* What is needed *
Format everything in the entries below, from the line containing "[locate] blue roller" down to the end, as a JSON list of strings with one string per line and no blank lines.

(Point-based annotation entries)
Begin

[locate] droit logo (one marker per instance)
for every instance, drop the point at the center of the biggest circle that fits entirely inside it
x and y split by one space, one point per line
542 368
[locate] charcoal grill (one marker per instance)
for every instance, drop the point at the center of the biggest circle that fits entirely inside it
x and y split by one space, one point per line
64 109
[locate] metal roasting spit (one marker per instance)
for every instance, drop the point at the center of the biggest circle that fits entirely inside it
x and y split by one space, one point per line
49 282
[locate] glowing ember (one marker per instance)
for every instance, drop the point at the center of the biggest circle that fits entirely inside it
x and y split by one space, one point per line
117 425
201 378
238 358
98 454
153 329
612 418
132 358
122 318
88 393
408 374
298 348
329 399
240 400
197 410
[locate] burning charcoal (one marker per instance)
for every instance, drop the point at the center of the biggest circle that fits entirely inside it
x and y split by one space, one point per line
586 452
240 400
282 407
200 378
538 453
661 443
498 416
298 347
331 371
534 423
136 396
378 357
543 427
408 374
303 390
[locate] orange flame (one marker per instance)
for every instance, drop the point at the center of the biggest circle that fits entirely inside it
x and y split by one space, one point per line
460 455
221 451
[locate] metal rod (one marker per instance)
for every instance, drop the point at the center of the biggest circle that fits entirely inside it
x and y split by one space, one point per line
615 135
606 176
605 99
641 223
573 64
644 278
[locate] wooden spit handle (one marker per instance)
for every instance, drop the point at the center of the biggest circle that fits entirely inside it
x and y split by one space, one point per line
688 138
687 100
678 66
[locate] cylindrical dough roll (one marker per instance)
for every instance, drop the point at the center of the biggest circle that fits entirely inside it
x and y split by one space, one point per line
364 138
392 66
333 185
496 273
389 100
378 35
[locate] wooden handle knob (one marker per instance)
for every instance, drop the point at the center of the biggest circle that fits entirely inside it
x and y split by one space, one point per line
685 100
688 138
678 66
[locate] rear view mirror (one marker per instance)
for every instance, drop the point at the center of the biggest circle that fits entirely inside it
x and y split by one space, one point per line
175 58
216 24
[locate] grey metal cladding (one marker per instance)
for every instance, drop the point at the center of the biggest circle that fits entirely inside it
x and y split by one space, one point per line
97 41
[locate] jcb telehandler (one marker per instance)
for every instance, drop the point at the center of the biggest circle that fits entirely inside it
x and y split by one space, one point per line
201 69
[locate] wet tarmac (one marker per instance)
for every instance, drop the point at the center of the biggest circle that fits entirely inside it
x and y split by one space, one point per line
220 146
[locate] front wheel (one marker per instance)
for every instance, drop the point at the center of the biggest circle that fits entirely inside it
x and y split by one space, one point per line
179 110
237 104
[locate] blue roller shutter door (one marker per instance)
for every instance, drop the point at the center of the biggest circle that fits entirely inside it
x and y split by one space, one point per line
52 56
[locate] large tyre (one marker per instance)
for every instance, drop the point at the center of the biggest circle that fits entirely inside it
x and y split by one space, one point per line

End

* Full output *
[
  "[locate] blue roller shutter door (one marker per instance)",
  "for every instance, drop the point at the center of the biggest circle that fits entirely inside it",
  "x and y split by one space, one point per line",
  "52 56",
  "[locate] large tyre (one marker per instance)",
  "for every instance, drop the point at the center of the biggest circle that fits entirely inside it",
  "x and y split by one space, one point per line"
]